### DO THIS
Write out each of the records below again, word for word, changing nothing.

### RECORDS SUPPLIED

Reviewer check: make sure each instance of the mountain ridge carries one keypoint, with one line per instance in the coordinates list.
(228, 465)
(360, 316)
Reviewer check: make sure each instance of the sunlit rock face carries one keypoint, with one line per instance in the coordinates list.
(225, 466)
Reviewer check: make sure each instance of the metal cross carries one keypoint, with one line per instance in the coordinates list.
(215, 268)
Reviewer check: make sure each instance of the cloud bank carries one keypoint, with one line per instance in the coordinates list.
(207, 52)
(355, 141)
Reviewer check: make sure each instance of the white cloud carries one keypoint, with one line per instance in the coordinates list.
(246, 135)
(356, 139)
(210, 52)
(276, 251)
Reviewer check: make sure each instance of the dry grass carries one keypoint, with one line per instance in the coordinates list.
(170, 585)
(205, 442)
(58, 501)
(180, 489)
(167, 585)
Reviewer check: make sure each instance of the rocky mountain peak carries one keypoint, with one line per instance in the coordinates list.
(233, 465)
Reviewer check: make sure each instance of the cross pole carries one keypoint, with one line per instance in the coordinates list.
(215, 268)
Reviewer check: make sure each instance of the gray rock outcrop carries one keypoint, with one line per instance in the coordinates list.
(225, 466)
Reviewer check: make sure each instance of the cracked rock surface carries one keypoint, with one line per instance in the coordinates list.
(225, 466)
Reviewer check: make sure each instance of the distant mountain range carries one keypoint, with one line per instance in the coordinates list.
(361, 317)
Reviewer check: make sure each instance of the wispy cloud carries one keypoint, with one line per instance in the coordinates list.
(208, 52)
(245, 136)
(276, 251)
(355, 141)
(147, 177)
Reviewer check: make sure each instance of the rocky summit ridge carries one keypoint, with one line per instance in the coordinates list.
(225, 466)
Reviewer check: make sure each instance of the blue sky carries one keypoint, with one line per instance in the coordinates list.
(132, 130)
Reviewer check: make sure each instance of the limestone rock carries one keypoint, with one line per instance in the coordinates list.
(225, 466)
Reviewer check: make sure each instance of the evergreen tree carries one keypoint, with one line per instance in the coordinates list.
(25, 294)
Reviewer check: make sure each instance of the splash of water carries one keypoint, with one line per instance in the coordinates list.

### RESULT OF THE EXERCISE
Reviewer check: make sure each instance of the mountain ridge carries one keypoint, with one line per instance in the coordinates list.
(228, 465)
(360, 316)
Reviewer check: make sure each instance of the sunlit rock face carries one keypoint, with one line per instance in the coordinates list.
(225, 466)
Reviewer check: make sure each instance of the metal cross carries one keypoint, with one line per instance in the coordinates list.
(215, 268)
Reviewer check: make sure each instance of the cloud bank carries one keypoint, with one line per instance in the coordinates list.
(207, 52)
(355, 141)
Reviewer check: make sure each instance of the white cloud carries one keypoint, with one line per instance in the coordinates list.
(246, 135)
(356, 139)
(210, 52)
(276, 251)
Reviewer check: make sure each instance of the dry grass carries one keypoint, with one line per instance in the coordinates list.
(170, 585)
(205, 442)
(58, 501)
(180, 489)
(167, 585)
Reviewer check: make sure each instance of the rocky mountain peak carries one keypoint, with one line per instance in the coordinates list.
(233, 465)
Reviewer check: make sure each instance of the cross pole carries one keypoint, with one line per instance in the coordinates list.
(215, 268)
Reviewer check: make sure each instance of the gray rock outcrop carries one keypoint, with one line per instance in the coordinates list.
(225, 466)
Reviewer check: make sure each instance of the cracked rock surface carries one keypoint, with one line per instance in the coordinates list.
(225, 466)
Reviewer check: make sure each instance of the distant mountain range carries one keypoint, with one line per instance in the coordinates list.
(361, 317)
Reviewer check: make sure each instance of the wispy cloud carries one keypoint, with one line per instance in the coordinates list.
(208, 52)
(245, 136)
(276, 251)
(355, 141)
(147, 177)
Reviewer check: make sure each instance of the rocky summit ridge carries one keypoint, with one line per instance in the coordinates list.
(225, 466)
Reviewer check: make sure each instance of the blue sky carries one keypoint, with one line per instance in the coordinates list.
(132, 130)
Reviewer check: make sure each instance of the limestone rock carries one keypoint, with one line per instance in the coordinates list.
(225, 466)
Reviewer check: make sure each instance of the evergreen tree carries one keypoint, with one line per instance in the coordinates list.
(25, 294)
Reviewer check: make sure each instance of the splash of water carries one keypoint, with one line per instance in the coordinates list.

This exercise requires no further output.